*Your task:* Go through each line of the records below and count those with the word "nike"; give only the total.

· · ·

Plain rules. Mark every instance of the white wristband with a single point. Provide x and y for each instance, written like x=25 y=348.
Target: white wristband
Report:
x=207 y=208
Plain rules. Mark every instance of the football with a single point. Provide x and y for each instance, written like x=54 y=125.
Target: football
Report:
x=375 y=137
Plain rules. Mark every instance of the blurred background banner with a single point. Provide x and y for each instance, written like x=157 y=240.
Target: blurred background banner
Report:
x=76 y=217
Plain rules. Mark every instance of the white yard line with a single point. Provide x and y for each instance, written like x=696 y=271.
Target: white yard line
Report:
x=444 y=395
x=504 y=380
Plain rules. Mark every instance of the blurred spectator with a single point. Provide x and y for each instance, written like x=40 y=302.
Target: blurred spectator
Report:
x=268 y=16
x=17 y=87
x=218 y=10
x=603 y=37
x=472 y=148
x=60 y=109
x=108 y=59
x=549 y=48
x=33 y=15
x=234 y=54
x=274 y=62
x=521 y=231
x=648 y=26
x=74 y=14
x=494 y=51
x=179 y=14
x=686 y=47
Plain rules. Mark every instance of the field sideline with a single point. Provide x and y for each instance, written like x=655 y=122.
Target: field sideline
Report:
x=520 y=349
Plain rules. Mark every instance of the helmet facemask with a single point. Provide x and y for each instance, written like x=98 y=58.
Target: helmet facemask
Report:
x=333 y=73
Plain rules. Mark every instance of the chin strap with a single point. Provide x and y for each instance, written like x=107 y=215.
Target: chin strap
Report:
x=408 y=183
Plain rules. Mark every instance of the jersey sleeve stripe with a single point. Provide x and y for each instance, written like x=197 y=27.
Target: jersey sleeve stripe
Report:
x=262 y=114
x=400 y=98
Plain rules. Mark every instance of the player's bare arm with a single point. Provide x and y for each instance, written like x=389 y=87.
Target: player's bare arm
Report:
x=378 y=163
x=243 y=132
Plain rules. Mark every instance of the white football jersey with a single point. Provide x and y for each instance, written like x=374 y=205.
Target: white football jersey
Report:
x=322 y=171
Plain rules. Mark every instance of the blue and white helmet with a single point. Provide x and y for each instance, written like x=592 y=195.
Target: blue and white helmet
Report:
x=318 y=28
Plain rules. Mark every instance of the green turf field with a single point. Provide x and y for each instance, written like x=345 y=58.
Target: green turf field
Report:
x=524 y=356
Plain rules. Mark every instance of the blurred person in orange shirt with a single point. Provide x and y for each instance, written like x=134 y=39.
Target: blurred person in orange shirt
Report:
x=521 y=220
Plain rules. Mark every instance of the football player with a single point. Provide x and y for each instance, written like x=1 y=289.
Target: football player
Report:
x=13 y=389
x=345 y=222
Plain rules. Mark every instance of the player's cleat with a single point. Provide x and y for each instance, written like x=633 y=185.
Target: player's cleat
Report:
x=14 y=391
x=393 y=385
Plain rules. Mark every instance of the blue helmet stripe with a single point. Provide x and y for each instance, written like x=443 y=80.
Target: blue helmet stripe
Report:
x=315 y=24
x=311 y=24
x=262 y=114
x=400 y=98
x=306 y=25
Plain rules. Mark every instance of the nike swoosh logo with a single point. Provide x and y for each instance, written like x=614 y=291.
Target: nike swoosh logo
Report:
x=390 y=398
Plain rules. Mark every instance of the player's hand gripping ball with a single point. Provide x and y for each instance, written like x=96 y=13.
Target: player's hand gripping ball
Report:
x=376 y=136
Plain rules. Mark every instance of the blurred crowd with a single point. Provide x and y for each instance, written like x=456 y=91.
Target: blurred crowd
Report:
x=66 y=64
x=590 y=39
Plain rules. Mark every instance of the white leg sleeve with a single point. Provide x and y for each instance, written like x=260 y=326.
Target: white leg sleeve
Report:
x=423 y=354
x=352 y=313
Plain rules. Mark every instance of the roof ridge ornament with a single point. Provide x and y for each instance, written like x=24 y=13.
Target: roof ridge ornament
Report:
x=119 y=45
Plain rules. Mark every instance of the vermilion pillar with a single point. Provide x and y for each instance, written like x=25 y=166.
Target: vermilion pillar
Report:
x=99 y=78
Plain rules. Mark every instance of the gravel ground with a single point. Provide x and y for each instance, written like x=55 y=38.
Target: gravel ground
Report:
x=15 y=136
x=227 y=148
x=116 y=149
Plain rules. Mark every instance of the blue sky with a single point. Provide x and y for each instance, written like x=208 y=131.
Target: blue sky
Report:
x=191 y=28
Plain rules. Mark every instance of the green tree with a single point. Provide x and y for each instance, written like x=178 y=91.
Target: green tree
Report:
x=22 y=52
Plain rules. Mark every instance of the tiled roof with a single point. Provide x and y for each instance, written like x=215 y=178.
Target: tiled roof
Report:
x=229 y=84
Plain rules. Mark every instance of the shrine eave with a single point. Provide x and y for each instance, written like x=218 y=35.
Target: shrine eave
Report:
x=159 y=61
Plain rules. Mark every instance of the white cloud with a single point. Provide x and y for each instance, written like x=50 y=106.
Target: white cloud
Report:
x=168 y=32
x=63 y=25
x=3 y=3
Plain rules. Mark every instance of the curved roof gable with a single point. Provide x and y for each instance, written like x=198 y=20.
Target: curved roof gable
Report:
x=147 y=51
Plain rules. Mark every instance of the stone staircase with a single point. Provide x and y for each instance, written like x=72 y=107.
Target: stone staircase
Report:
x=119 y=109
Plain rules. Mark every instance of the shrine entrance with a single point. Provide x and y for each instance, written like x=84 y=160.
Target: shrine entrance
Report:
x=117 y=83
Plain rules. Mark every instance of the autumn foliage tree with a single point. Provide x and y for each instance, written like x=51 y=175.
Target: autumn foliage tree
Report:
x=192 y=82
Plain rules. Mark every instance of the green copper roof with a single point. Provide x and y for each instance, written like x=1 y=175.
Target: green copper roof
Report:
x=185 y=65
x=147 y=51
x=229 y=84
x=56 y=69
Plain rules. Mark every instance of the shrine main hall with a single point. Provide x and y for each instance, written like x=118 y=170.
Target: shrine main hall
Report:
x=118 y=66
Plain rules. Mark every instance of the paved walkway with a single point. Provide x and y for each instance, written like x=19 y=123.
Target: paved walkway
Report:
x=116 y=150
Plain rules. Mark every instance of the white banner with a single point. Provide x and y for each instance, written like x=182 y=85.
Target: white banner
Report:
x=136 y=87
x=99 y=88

· · ·

*Output for this task:* 2